[start PASSAGE PROVIDED]

It’s always a challenge to keep very good coaches but continued success is also a testament to their ability, and Jimbo has been able to do that. Other institutions will be interested in coaches that are consistently successful. So it is not uncommon – and was actually expected – that other schools would be trying to lure Jimbo away from Florida State. Any AD that wants to keep a successful coach must be able to provide what that coach needs to build and sustain a successful program. It is not always monetary, and it includes providing the best facilities so that the coach can continue recruiting at the highest level. It’s also about providing enough resources to maintain your assistant coaches and support staff to ensure that you minimize turnover. If you are able to show this commitment, then you have a better opportunity at keeping coaching consistency every year. It is something that we review and discuss annually. If the time ever comes where we are unable to provide the resources, I would expect that he could be lured away to another institution. Fortunately, to date, we have been able to meet the challenge of generating the necessary resources to create and upgrade facilities, meet staffing needs and fund what’s needed to continue recruiting the top talent in the country. I cannot speak for other athletics directors; however, in my opinion, the first thing you need to do is remove your own ego and focus on doing what’s best for the program to sustain success while also adhering to institutional practices and policies. You have to be a good listener to know exactly what it is that the coach finds important to sustain a successful program as well as being open and honest regarding what you are able to do within the department’s overall budget to meet the coach’s expectations. It is also important to keep an open mind and seek advice from other ADs who have gone through similar experiences successfully. In addition, you have to keep your president and key university officials apprised of everything. They are the ones who can also give you an indication if the university is willing and able to provide what the coach believes he or she needs to be successful.


Florida State has long been considered a “football school,” but has shown it can have success on the hardwood, too. Can any university be consistently great in both football and basketball or is there simply too much strain on the department to maintain two premier sports at a high level?

[end PASSAGE PROVIDED]
[start PROVIDED DATA]

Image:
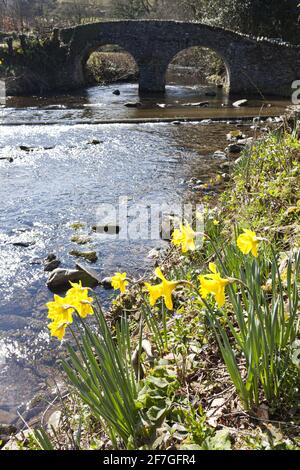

[end PROVIDED DATA]

EXERCISE SET
• A. In the passage on keeping successful coaches at Florida State, what is the first thing an athletics director needs to do, in the speaker's opinion?
• B. Resume the passage on keeping successful coaches at Florida State from its final sentence onward.

TASK RESULTS
• A. Remove their own ego and focus on what's best for the program to sustain success, while also following institutional practices and policies.

• B.
In my opinion, yes you can compete annually for conference and national championships in more than one sport at a high level. We do so here at Florida State in most of our sports across the board. In addition to Florida State, a few other schools that have had success in both football and basketball are Ohio State, Michigan, Texas and the University of Florida. For many years I have heard the terminology of “it’s a ‘football’ school or it’s a ‘basketball’ school” and some schools have been known as just that. Of course, it is important for an institution to have the necessary resources to recruit the best talent. I was a basketball student-athlete at the University of Notre Dame when our football team won the national title in 1977 and our basketball team advanced to the Final Four. Our football team winning the national championship inspired our basketball team to achieve the same. Many times the success of one program will inspire student-athletes in other sport programs to do the same. So, to me, being a “football” or “basketball” school is a misnomer – you can have comprehensive excellence in many different sports. That’s our goal at FSU and I’m sure most major institutions have the same goal. We may have more success in a particular sport over a period of time, but that doesn’t mean you can’t be successful in all sports and strive for (and expect) “comprehensive excellence” across the board.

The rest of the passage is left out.